All of the records below are to be printed exactly; the pictures are to be left out.

++++ EXTRACTED ENTRIES ++++

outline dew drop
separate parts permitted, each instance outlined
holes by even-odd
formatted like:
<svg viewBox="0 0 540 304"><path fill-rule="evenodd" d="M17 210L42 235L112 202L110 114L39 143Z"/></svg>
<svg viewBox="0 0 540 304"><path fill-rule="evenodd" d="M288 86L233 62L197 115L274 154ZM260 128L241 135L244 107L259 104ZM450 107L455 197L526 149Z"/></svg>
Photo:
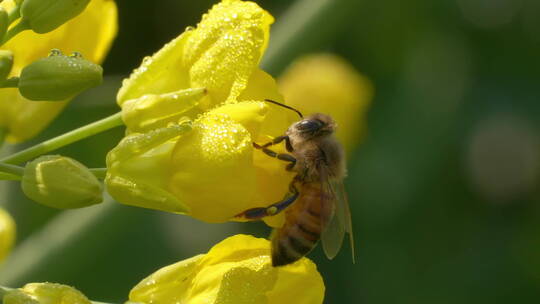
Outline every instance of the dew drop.
<svg viewBox="0 0 540 304"><path fill-rule="evenodd" d="M142 60L142 64L150 64L152 62L152 57L146 56Z"/></svg>
<svg viewBox="0 0 540 304"><path fill-rule="evenodd" d="M52 49L50 52L49 52L49 57L52 57L52 56L61 56L62 55L62 51L60 51L59 49Z"/></svg>
<svg viewBox="0 0 540 304"><path fill-rule="evenodd" d="M73 58L83 58L83 55L79 52L73 52L70 56Z"/></svg>

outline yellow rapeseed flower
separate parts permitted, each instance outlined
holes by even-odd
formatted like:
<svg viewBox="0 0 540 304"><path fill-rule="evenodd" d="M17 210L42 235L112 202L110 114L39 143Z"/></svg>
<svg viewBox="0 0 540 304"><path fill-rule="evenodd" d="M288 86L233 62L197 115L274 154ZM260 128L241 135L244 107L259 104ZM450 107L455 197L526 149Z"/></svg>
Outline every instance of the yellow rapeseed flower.
<svg viewBox="0 0 540 304"><path fill-rule="evenodd" d="M223 0L124 81L129 135L107 156L117 201L224 222L285 195L292 173L251 144L295 119L264 102L283 101L258 68L272 22L253 2Z"/></svg>
<svg viewBox="0 0 540 304"><path fill-rule="evenodd" d="M270 242L247 235L223 240L190 259L161 268L135 286L144 304L319 304L324 283L307 258L272 267Z"/></svg>
<svg viewBox="0 0 540 304"><path fill-rule="evenodd" d="M0 261L9 254L15 242L15 221L0 208Z"/></svg>
<svg viewBox="0 0 540 304"><path fill-rule="evenodd" d="M373 85L343 58L314 54L297 59L278 79L287 104L304 115L320 112L338 124L337 138L351 151L365 131Z"/></svg>
<svg viewBox="0 0 540 304"><path fill-rule="evenodd" d="M11 9L13 0L0 3ZM100 63L105 58L117 31L117 11L113 0L92 0L79 16L47 34L24 31L2 49L14 54L10 76L18 76L26 65L46 57L51 49L65 54L81 53L85 59ZM7 129L7 140L26 140L45 128L64 108L68 100L61 102L30 101L16 88L0 89L0 128Z"/></svg>

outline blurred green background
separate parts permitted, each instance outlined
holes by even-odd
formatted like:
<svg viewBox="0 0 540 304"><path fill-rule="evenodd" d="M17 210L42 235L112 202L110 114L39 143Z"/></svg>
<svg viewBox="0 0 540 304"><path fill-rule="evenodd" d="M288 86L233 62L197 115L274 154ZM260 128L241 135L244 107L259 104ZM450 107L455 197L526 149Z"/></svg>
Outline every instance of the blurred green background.
<svg viewBox="0 0 540 304"><path fill-rule="evenodd" d="M31 143L117 111L121 79L214 2L118 0L120 31L104 64L105 84L74 100ZM304 2L326 6L268 70L279 76L301 54L334 52L376 89L367 135L349 160L357 263L348 245L333 261L320 248L310 255L325 280L325 303L538 303L540 1ZM295 19L282 18L292 1L258 3L280 30L296 30ZM115 129L59 153L102 167L121 136ZM17 183L0 187L19 244L58 215L25 199ZM79 217L94 212L99 225L82 227L74 242L10 285L62 282L93 300L120 303L164 265L236 233L269 232L259 223L92 208L62 216L79 229ZM36 244L36 252L46 247Z"/></svg>

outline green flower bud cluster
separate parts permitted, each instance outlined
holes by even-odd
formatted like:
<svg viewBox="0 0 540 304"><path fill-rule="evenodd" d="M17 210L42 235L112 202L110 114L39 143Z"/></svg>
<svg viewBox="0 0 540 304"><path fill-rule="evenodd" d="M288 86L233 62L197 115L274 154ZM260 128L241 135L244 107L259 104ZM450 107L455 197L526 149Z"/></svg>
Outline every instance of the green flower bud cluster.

++++

SOLVED PROBLEM
outline dew drop
separate parts permitted, each instance outlined
holes by even-odd
formatted like:
<svg viewBox="0 0 540 304"><path fill-rule="evenodd" d="M17 210L42 235L112 202L110 114L39 143Z"/></svg>
<svg viewBox="0 0 540 304"><path fill-rule="evenodd" d="M288 86L233 62L197 115L274 154ZM260 128L241 135L244 107L259 104ZM450 107L455 197L526 149Z"/></svg>
Photo:
Outline every instance of the dew drop.
<svg viewBox="0 0 540 304"><path fill-rule="evenodd" d="M142 60L142 64L150 64L152 62L152 57L146 56Z"/></svg>
<svg viewBox="0 0 540 304"><path fill-rule="evenodd" d="M52 49L50 52L49 52L49 57L52 57L52 56L61 56L62 55L62 51L60 51L59 49Z"/></svg>
<svg viewBox="0 0 540 304"><path fill-rule="evenodd" d="M73 58L83 58L83 55L79 52L73 52L70 56Z"/></svg>

outline yellow rapeseed flower
separate parts permitted, each instance outlined
holes by even-odd
formatted like:
<svg viewBox="0 0 540 304"><path fill-rule="evenodd" d="M17 210L42 235L112 202L110 114L39 143Z"/></svg>
<svg viewBox="0 0 540 304"><path fill-rule="evenodd" d="M288 86L233 62L197 115L274 154ZM260 128L241 135L244 107L259 104ZM450 107L455 197L526 149Z"/></svg>
Outline every instance of the yellow rapeseed flower.
<svg viewBox="0 0 540 304"><path fill-rule="evenodd" d="M223 0L124 81L129 135L107 156L117 201L224 222L285 195L292 173L251 144L295 119L264 102L283 101L258 68L272 22L253 2Z"/></svg>
<svg viewBox="0 0 540 304"><path fill-rule="evenodd" d="M270 242L247 235L223 240L190 259L161 268L135 286L144 304L319 304L324 283L307 258L272 267Z"/></svg>
<svg viewBox="0 0 540 304"><path fill-rule="evenodd" d="M0 261L9 254L15 242L15 221L0 208Z"/></svg>
<svg viewBox="0 0 540 304"><path fill-rule="evenodd" d="M373 85L343 58L314 54L297 59L278 79L287 104L304 115L320 112L338 124L337 138L351 151L365 131Z"/></svg>
<svg viewBox="0 0 540 304"><path fill-rule="evenodd" d="M11 9L13 0L0 3ZM100 63L105 58L117 31L117 11L113 0L92 0L79 16L47 34L24 31L2 49L14 54L10 76L18 76L26 65L46 57L51 49L65 54L81 53L85 59ZM7 129L7 140L26 140L45 128L64 108L68 100L61 102L30 101L16 88L0 89L0 128Z"/></svg>

outline blurred green background
separate parts permitted, each instance outlined
holes by even-odd
formatted like:
<svg viewBox="0 0 540 304"><path fill-rule="evenodd" d="M17 210L42 235L112 202L110 114L39 143Z"/></svg>
<svg viewBox="0 0 540 304"><path fill-rule="evenodd" d="M288 86L233 62L197 115L274 154ZM260 128L241 135L244 107L259 104ZM450 107L455 197L526 149Z"/></svg>
Outline every instance of the blurred green background.
<svg viewBox="0 0 540 304"><path fill-rule="evenodd" d="M31 143L117 111L121 79L214 2L118 0L120 31L104 64L105 84L74 100ZM304 2L326 6L268 70L279 76L301 54L334 52L376 89L367 135L349 160L357 263L348 245L333 261L320 248L310 255L325 280L325 303L538 303L540 1ZM295 19L282 18L292 1L258 3L280 30L296 30ZM115 129L59 153L102 167L121 136ZM17 183L0 187L19 244L58 215L25 199ZM79 217L94 212L99 225L82 227L74 242L10 285L62 282L93 300L120 303L164 265L236 233L269 232L259 223L92 208L62 216L79 229ZM36 244L36 252L46 247Z"/></svg>

outline green flower bud cluster
separate parts permitted, each instance outlined
holes by even-odd
formatted like:
<svg viewBox="0 0 540 304"><path fill-rule="evenodd" d="M17 210L42 235L112 202L110 114L39 143Z"/></svg>
<svg viewBox="0 0 540 304"><path fill-rule="evenodd" d="M288 86L233 62L197 115L274 154ZM260 128L241 135L244 107L259 104ZM450 107L455 197L526 149Z"/></svg>
Outline every instance of the green flower bud cluster.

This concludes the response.